Total use/visitors affected (N) - use information must come from good visitation records, a use prediction/demand model, or good judgment.

2.

Segment shares ( Mi )- as part of the use estimation procedures, visitors must be divided into different subgroups or segments. Registration records or a survey might identify origin of visitors by zipcode or county. Surveys or hotel/motel counts might identify the proportion of visitors staying overnight in the area. More detailed segment shares can be estimated in general visitor surveys. If evaluating a change in use, one must estimate the change in the number of visitors within each segment.

3.

Spending profiles by segment (sij ). Spending profiles must generally be estimated in surveys of visitors. By including the variables in the survey that define key segments, distinct spending profiles can be readily generated for each segment, given adequate sub-sample sizes. If use and segment share data are available for a given application, one can sometimes apply segment spending profiles that have been estimated for a similar site or region.

Errors in Visitor Spending Surveys All of the usual sources of error in surveys must be considered when estimating spending via surveys. Accurate estimates of spending averages from sample surveys require reliable and valid measurements from a representative sample of the population. There are four general sources of errors in spending surveys: 1. 2.

──────────────────────────────

* Exercises to complete
[a] Answer these questions from the passage on visitor spending estimation:
(i) Where must information on total use come from?
(ii) What might surveys or hotel/motel counts identify?
(iii) How many general sources of errors in spending surveys does the passage give?
[b] From the passage on visitor spending estimation, output verbatim the part that opens with the words containing "Spending profiles by" and closes with "site or region.".

* Data excerpts

──────────────────────────────

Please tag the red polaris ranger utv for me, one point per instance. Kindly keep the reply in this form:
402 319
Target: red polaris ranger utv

──────────────────────────────

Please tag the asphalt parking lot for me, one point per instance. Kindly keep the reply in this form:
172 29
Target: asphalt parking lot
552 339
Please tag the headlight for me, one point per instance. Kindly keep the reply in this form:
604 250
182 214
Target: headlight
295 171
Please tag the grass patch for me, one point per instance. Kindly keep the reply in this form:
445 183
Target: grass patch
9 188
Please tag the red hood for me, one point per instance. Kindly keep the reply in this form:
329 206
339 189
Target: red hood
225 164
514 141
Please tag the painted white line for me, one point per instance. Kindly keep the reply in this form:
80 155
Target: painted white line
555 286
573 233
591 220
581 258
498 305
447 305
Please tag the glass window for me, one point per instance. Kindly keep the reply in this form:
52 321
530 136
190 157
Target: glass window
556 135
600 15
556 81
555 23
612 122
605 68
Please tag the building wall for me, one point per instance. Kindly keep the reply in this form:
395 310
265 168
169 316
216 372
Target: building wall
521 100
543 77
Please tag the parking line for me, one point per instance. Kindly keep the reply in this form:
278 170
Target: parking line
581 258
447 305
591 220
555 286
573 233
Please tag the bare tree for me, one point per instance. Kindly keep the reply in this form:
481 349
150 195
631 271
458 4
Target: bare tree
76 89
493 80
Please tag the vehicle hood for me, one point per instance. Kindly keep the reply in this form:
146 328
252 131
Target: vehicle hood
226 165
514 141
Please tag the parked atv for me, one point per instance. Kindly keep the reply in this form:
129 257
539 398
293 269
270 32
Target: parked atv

──────────────────────────────

* Worked answers
[a]
(i) Good visitation records, a use prediction/demand model, or good judgment.
(ii) The proportion of visitors staying overnight in the area.
(iii) Four.

[b]
Spending profiles by segment (sij ). Spending profiles must generally be estimated in surveys of visitors. By including the variables in the survey that define key segments, distinct spending profiles can be readily generated for each segment, given adequate sub-sample sizes. If use and segment share data are available for a given application, one can sometimes apply segment spending profiles that have been estimated for a similar site or region.